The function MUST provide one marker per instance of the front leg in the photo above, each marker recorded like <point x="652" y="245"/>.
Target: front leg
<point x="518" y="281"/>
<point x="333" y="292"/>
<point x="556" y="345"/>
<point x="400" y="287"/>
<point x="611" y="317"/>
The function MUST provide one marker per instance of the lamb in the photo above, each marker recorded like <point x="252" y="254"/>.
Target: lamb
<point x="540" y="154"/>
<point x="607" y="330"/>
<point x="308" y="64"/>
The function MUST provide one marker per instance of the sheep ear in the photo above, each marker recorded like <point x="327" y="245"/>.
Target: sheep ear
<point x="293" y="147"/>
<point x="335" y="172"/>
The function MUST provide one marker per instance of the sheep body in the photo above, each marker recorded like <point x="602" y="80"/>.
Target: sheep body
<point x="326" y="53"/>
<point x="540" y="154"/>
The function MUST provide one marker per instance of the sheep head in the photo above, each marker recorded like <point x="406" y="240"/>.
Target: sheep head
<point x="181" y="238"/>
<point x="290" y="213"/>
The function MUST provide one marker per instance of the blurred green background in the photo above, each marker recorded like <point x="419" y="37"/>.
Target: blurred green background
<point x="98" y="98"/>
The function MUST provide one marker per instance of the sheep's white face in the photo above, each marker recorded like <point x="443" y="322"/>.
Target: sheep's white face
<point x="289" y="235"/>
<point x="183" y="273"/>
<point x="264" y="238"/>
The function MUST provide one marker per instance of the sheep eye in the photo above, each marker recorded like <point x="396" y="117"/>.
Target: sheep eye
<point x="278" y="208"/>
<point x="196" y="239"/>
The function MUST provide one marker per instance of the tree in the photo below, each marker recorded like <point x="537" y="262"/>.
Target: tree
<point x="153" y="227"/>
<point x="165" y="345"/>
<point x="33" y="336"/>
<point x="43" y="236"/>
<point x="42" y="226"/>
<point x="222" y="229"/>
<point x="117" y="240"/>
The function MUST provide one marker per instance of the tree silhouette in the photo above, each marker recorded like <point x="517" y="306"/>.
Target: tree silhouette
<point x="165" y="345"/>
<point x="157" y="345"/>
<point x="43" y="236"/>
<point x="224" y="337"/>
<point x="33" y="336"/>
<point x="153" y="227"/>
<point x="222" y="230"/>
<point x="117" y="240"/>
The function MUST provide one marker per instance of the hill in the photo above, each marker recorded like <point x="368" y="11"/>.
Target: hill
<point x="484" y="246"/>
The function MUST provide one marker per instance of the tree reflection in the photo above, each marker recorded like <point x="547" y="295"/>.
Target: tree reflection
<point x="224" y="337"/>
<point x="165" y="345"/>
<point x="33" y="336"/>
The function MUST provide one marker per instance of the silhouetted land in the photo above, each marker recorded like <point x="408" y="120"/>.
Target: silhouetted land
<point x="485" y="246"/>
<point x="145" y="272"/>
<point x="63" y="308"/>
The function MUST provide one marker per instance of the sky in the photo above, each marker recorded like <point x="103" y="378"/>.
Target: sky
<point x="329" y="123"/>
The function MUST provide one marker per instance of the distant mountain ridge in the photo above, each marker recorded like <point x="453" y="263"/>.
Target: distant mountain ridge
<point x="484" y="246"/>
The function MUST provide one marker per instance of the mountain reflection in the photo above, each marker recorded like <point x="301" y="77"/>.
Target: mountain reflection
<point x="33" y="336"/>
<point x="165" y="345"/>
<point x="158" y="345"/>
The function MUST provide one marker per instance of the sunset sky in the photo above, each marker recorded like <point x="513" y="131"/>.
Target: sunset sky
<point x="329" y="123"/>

※ ※ ※

§ **Work order**
Every entry should be retyped exactly as shown.

§ **Task answer**
The function MUST provide one marker per instance of the front leg in the photo above, each marker recorded like <point x="652" y="245"/>.
Target: front leg
<point x="518" y="281"/>
<point x="333" y="292"/>
<point x="556" y="345"/>
<point x="400" y="287"/>
<point x="611" y="317"/>
The function MUST provide one marker per instance of the lamb in the photo above, each marker recorded like <point x="252" y="254"/>.
Target: lamb
<point x="540" y="154"/>
<point x="607" y="330"/>
<point x="308" y="64"/>
The function MUST provide one marker per instance of the sheep ear in the photo above, each marker recorded like <point x="327" y="245"/>.
Target: sheep ear
<point x="293" y="147"/>
<point x="335" y="172"/>
The function MUST provide one marker per instance of the sheep body in the photo above, each marker recorded like <point x="602" y="80"/>.
Target: sheep body
<point x="326" y="53"/>
<point x="540" y="154"/>
The function MUST provide one marker per instance of the sheep head in the photo above, each marker recorded like <point x="406" y="240"/>.
Target: sheep head
<point x="181" y="238"/>
<point x="290" y="213"/>
The function MUST provide one marker per instance of the blurred green background in the photo above, each marker recorded like <point x="419" y="37"/>.
Target: blurred green background
<point x="98" y="98"/>
The function MUST provide one marker per instance of the sheep's white face in the photo above, each marker recorded like <point x="443" y="322"/>.
Target: sheep's white face
<point x="289" y="235"/>
<point x="183" y="273"/>
<point x="264" y="238"/>
The function MUST provide one marker per instance of the sheep eye in the photo above, each marker recorded like <point x="396" y="117"/>.
Target: sheep eye
<point x="278" y="208"/>
<point x="196" y="239"/>
The function MUST provide one marker per instance of the tree in the photo below, each marker recorded like <point x="537" y="262"/>.
Target: tree
<point x="153" y="227"/>
<point x="165" y="345"/>
<point x="33" y="336"/>
<point x="43" y="236"/>
<point x="42" y="226"/>
<point x="222" y="229"/>
<point x="117" y="240"/>
The function MUST provide one marker per instance of the tree silhouette in the photo above, each marker recorded like <point x="517" y="306"/>.
Target: tree silhouette
<point x="165" y="345"/>
<point x="157" y="345"/>
<point x="43" y="236"/>
<point x="224" y="337"/>
<point x="33" y="336"/>
<point x="153" y="227"/>
<point x="222" y="230"/>
<point x="117" y="240"/>
The function MUST provide one marker per instance of the hill in the photo above, each marker recorded like <point x="368" y="11"/>.
Target: hill
<point x="484" y="246"/>
The function MUST provide one marker per instance of the tree reflection in the photo above, each marker recorded like <point x="547" y="295"/>.
Target: tree reflection
<point x="224" y="337"/>
<point x="165" y="345"/>
<point x="33" y="336"/>
The function MUST provide one marker per instance of the silhouetted land in the photo above, each marker recorded like <point x="408" y="120"/>.
Target: silhouetted land
<point x="485" y="246"/>
<point x="145" y="272"/>
<point x="63" y="308"/>
The function MUST provide one marker per instance of the sky in the photo above, each marker recorded like <point x="103" y="378"/>.
Target: sky
<point x="329" y="123"/>
The function MUST provide one marker per instance of the distant mountain ridge in the photo above, each marker recorded like <point x="453" y="263"/>.
Target: distant mountain ridge
<point x="484" y="246"/>
The function MUST provide one marker per instance of the mountain reflection in the photo above, each marker recorded like <point x="301" y="77"/>.
Target: mountain reflection
<point x="33" y="336"/>
<point x="165" y="345"/>
<point x="158" y="345"/>
The function MUST provide one marker per instance of the sunset sky in the photo above, each marker recorded like <point x="513" y="131"/>.
Target: sunset sky
<point x="329" y="123"/>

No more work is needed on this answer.